**DESCRIPTION OF THE TASK**
If a line in the material below has the string "sculpted", copy it out.

**GIVEN RECORDS**
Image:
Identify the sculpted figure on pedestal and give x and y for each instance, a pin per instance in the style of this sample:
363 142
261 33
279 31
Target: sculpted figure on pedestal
...
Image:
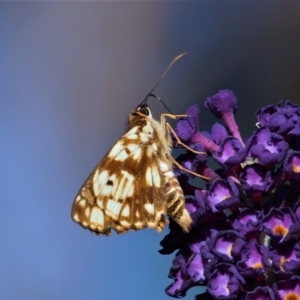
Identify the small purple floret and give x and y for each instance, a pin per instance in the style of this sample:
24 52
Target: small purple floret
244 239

**TASK RESPONSE**
Identify the sculpted figure on pedestal and give x and y for each instance, a pin per instance in the style of this sample:
Target: sculpted figure on pedestal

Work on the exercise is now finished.